• [Directions for this task] Set down every entry again word for word, please, but skip the pictures.

• [Records for this task]

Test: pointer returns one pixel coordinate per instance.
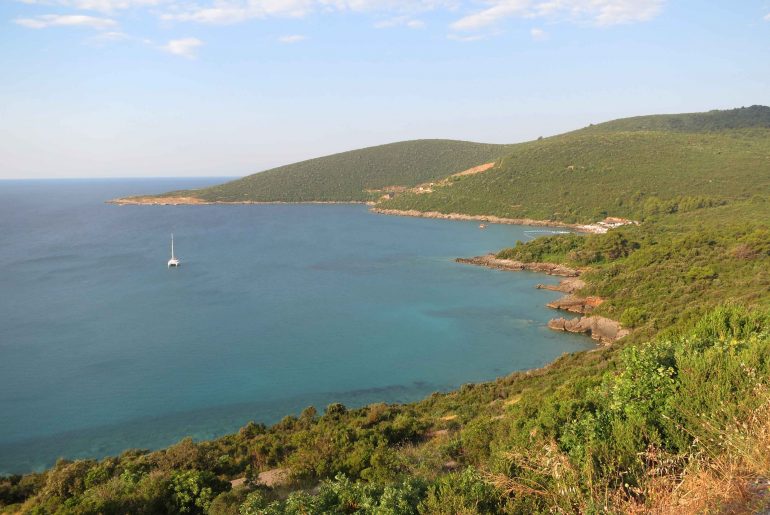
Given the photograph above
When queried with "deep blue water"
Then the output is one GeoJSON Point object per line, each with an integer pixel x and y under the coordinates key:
{"type": "Point", "coordinates": [275, 308]}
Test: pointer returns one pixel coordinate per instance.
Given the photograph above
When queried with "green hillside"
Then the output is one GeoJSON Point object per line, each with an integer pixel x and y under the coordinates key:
{"type": "Point", "coordinates": [673, 418]}
{"type": "Point", "coordinates": [347, 176]}
{"type": "Point", "coordinates": [631, 168]}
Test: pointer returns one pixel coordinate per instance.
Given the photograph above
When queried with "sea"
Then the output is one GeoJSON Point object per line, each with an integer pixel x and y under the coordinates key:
{"type": "Point", "coordinates": [275, 308]}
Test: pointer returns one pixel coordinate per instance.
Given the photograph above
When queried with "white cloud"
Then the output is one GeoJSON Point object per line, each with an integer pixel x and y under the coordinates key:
{"type": "Point", "coordinates": [105, 6]}
{"type": "Point", "coordinates": [293, 38]}
{"type": "Point", "coordinates": [400, 21]}
{"type": "Point", "coordinates": [234, 11]}
{"type": "Point", "coordinates": [595, 12]}
{"type": "Point", "coordinates": [65, 20]}
{"type": "Point", "coordinates": [467, 39]}
{"type": "Point", "coordinates": [538, 34]}
{"type": "Point", "coordinates": [186, 47]}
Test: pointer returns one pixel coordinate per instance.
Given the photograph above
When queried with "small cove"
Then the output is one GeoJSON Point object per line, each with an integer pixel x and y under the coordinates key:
{"type": "Point", "coordinates": [275, 307]}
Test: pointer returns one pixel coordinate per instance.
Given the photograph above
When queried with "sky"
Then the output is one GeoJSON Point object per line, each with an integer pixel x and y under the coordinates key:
{"type": "Point", "coordinates": [161, 88]}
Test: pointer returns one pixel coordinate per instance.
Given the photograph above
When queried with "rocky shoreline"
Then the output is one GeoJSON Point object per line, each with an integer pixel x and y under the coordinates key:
{"type": "Point", "coordinates": [479, 218]}
{"type": "Point", "coordinates": [601, 329]}
{"type": "Point", "coordinates": [490, 261]}
{"type": "Point", "coordinates": [195, 201]}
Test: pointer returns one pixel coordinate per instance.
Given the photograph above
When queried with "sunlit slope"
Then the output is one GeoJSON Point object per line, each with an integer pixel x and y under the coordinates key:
{"type": "Point", "coordinates": [347, 176]}
{"type": "Point", "coordinates": [620, 168]}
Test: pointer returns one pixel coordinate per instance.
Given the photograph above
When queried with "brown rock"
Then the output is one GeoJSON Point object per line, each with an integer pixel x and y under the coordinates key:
{"type": "Point", "coordinates": [575, 304]}
{"type": "Point", "coordinates": [601, 329]}
{"type": "Point", "coordinates": [491, 261]}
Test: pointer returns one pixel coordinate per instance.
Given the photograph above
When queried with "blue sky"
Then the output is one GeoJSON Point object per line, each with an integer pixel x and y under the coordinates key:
{"type": "Point", "coordinates": [117, 88]}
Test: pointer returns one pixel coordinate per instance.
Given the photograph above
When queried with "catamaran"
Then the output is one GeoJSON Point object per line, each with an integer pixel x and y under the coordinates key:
{"type": "Point", "coordinates": [174, 261]}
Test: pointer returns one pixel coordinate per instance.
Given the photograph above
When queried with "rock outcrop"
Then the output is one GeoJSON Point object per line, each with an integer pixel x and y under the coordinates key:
{"type": "Point", "coordinates": [568, 285]}
{"type": "Point", "coordinates": [491, 261]}
{"type": "Point", "coordinates": [575, 304]}
{"type": "Point", "coordinates": [599, 328]}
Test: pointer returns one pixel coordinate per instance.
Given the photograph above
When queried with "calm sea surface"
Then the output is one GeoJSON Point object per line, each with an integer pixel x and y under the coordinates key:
{"type": "Point", "coordinates": [275, 308]}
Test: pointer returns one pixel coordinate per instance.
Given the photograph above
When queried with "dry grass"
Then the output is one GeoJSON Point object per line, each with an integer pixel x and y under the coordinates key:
{"type": "Point", "coordinates": [726, 472]}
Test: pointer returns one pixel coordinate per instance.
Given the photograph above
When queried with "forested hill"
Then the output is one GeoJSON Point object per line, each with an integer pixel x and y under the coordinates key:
{"type": "Point", "coordinates": [347, 176]}
{"type": "Point", "coordinates": [633, 168]}
{"type": "Point", "coordinates": [630, 167]}
{"type": "Point", "coordinates": [742, 118]}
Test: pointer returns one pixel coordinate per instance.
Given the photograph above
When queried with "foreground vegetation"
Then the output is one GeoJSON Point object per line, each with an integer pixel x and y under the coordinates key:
{"type": "Point", "coordinates": [631, 168]}
{"type": "Point", "coordinates": [675, 417]}
{"type": "Point", "coordinates": [635, 429]}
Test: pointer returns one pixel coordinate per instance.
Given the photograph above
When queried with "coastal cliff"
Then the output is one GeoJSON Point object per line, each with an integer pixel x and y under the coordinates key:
{"type": "Point", "coordinates": [601, 329]}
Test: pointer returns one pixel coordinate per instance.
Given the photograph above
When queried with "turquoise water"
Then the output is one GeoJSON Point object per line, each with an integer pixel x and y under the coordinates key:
{"type": "Point", "coordinates": [275, 308]}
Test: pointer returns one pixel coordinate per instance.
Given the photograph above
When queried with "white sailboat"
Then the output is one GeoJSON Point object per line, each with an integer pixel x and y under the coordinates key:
{"type": "Point", "coordinates": [174, 261]}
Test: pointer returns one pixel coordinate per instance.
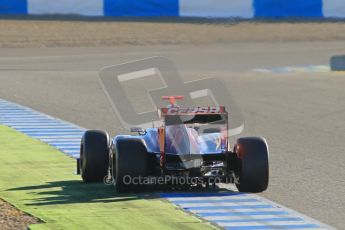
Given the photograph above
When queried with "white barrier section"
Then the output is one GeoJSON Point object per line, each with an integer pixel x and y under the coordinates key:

• [Result of this task]
Test: pointer returns one pixel coordinate per instance.
Given the photograph above
When queried with "deep blue water"
Then the output is one GeoJSON Point object per line, each with an integer pixel x and y under the coordinates key:
{"type": "Point", "coordinates": [275, 308]}
Test: pointer returns one pixel coordinate per instance.
Given the photograph above
When queried with "green hillside"
Then the output is one GeoJSON Point object per line, each with an integer pixel x and y under the coordinates key:
{"type": "Point", "coordinates": [673, 418]}
{"type": "Point", "coordinates": [347, 176]}
{"type": "Point", "coordinates": [631, 168]}
Test: pointer returns one pixel coordinate per instance.
Given the photograph above
When queried with "sea"
Then the output is one GeoJSON Point object per line, each with an integer pixel x and y under the coordinates key:
{"type": "Point", "coordinates": [275, 308]}
Test: pointer returns one pixel coordinate per instance.
Given the photograph above
When queried with "white cloud"
Then the output is one GeoJSON Point object per line, each with an integer pixel x and y under the coordinates key:
{"type": "Point", "coordinates": [105, 6]}
{"type": "Point", "coordinates": [293, 38]}
{"type": "Point", "coordinates": [400, 21]}
{"type": "Point", "coordinates": [234, 11]}
{"type": "Point", "coordinates": [595, 12]}
{"type": "Point", "coordinates": [65, 20]}
{"type": "Point", "coordinates": [467, 39]}
{"type": "Point", "coordinates": [538, 34]}
{"type": "Point", "coordinates": [186, 47]}
Test: pointer returns one pixel coordinate per instance.
Given the photograph above
When queried with "small cove"
Then the output is one GeoJSON Point object per line, each with an integer pixel x and y under the coordinates key:
{"type": "Point", "coordinates": [275, 307]}
Test: pointer returns one pixel coordinate per instance.
Given the photograph above
When queried with "sky"
Then the output is one GeoJSON Point object per line, each with an integer pixel x and y under the coordinates key:
{"type": "Point", "coordinates": [161, 88]}
Test: pointer returns one pixel coordinate per instance.
Given the photograph above
When queried with "rocky shoreline"
Then the output is one GeoJSON Point object per line, each with an integer pixel x and y under the coordinates key:
{"type": "Point", "coordinates": [479, 218]}
{"type": "Point", "coordinates": [601, 329]}
{"type": "Point", "coordinates": [490, 261]}
{"type": "Point", "coordinates": [195, 201]}
Test: pointer returns one pixel coordinate per instance.
Given the photograph above
When queried with "sunlit slope"
Then the output is one GeoJSON Point object per line, each with an integer pixel x and y under the coordinates key:
{"type": "Point", "coordinates": [347, 176]}
{"type": "Point", "coordinates": [620, 168]}
Test: pointer returns one pixel coordinate per instance.
Given the photograph above
When queried with "brown rock"
Then the output is one GeoJSON Point object per line, each with an integer pixel x and y under the coordinates key:
{"type": "Point", "coordinates": [575, 304]}
{"type": "Point", "coordinates": [601, 329]}
{"type": "Point", "coordinates": [491, 261]}
Test: pointer returns one pixel coordinate per instance.
Given the photograph above
When queried with "blue sky"
Then the output is one GeoJSON Point object per line, each with an integer pixel x and y under the coordinates key:
{"type": "Point", "coordinates": [117, 88]}
Test: pointer returns one pixel coordinate per instance.
Given the photograph above
When queried with "catamaran"
Then the output is one GeoJSON Point object per line, each with an integer pixel x and y under the coordinates key:
{"type": "Point", "coordinates": [174, 261]}
Test: pointer returns one pixel coordinate per instance.
Given the photograph above
When queried with "rock outcrop"
Then the output is one GeoJSON Point object per line, each with an integer pixel x and y under the coordinates key:
{"type": "Point", "coordinates": [568, 285]}
{"type": "Point", "coordinates": [491, 261]}
{"type": "Point", "coordinates": [575, 304]}
{"type": "Point", "coordinates": [599, 328]}
Test: pointer returns one pixel coordinate per instance.
Given the photograph above
When queried with "calm sea surface"
Then the output is one GeoJSON Point object per line, each with an integer pixel x and y under the coordinates key:
{"type": "Point", "coordinates": [275, 308]}
Test: pointer returns one pixel coordinate per instance.
Given the photograph above
When queried with "dry grass"
Then the output is one GeoJSON Point object per line, each with an integer pixel x and y under the coordinates key:
{"type": "Point", "coordinates": [726, 472]}
Test: pointer returns one pixel coordinate per instance.
Given the photograph above
When queried with "forested hill"
Then the output is one GeoJSON Point object per line, each with an integer pixel x and y under the coordinates key:
{"type": "Point", "coordinates": [347, 176]}
{"type": "Point", "coordinates": [633, 168]}
{"type": "Point", "coordinates": [630, 167]}
{"type": "Point", "coordinates": [742, 118]}
Test: pointer returns one pixel coordinate per instance.
Given the photograph above
When queried with "foreground vegetation"
Then the output is one GeoJSON Point object per line, each with an integer pixel x and y under the coordinates key:
{"type": "Point", "coordinates": [631, 168]}
{"type": "Point", "coordinates": [675, 417]}
{"type": "Point", "coordinates": [635, 429]}
Test: pointer returns one pixel coordinate per instance.
Given the photograph above
When queried with "coastal cliff"
Then the output is one GeoJSON Point object per line, each with an integer pixel x and y under the coordinates key:
{"type": "Point", "coordinates": [601, 329]}
Test: pointer returns one pixel coordinate per instance.
Given the photograph above
When queried with "turquoise water"
Then the output is one GeoJSON Point object per line, each with an integer pixel x and y under the coordinates key:
{"type": "Point", "coordinates": [275, 308]}
Test: pointer returns one pixel coordinate per instance.
Given the photograph above
When queried with "white sailboat"
Then the output is one GeoJSON Point object per line, each with an integer pixel x and y under the coordinates key:
{"type": "Point", "coordinates": [174, 261]}
Test: pointer returns one pixel coordinate per instance.
Given the photograph above
When queried with "white barrier section"
Then the output is one GeoJSON Point object per line, each with an integer pixel x and y under the coordinates key:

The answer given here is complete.